Point localization data
==*==

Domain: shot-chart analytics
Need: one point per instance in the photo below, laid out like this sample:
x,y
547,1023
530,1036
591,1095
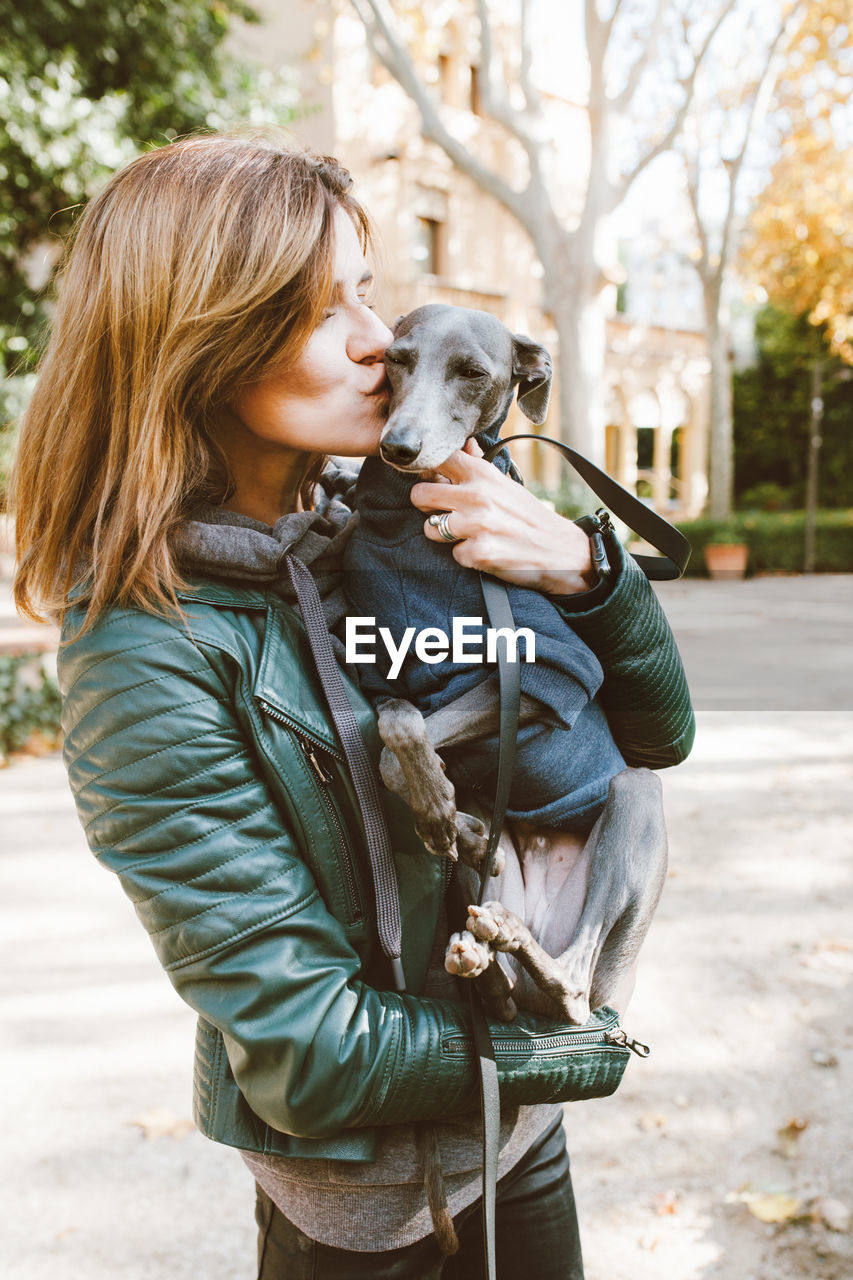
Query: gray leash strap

==*==

[WHAT TO WORK ON]
What is needed is a word-for-word copy of the data, minus its pictures.

[COMPLETED TASK]
Domain: shot-chart analytics
Need: one point per instance in the photo below, laid out like this sample:
x,y
547,1023
530,1036
591,1095
Query: gray leash strap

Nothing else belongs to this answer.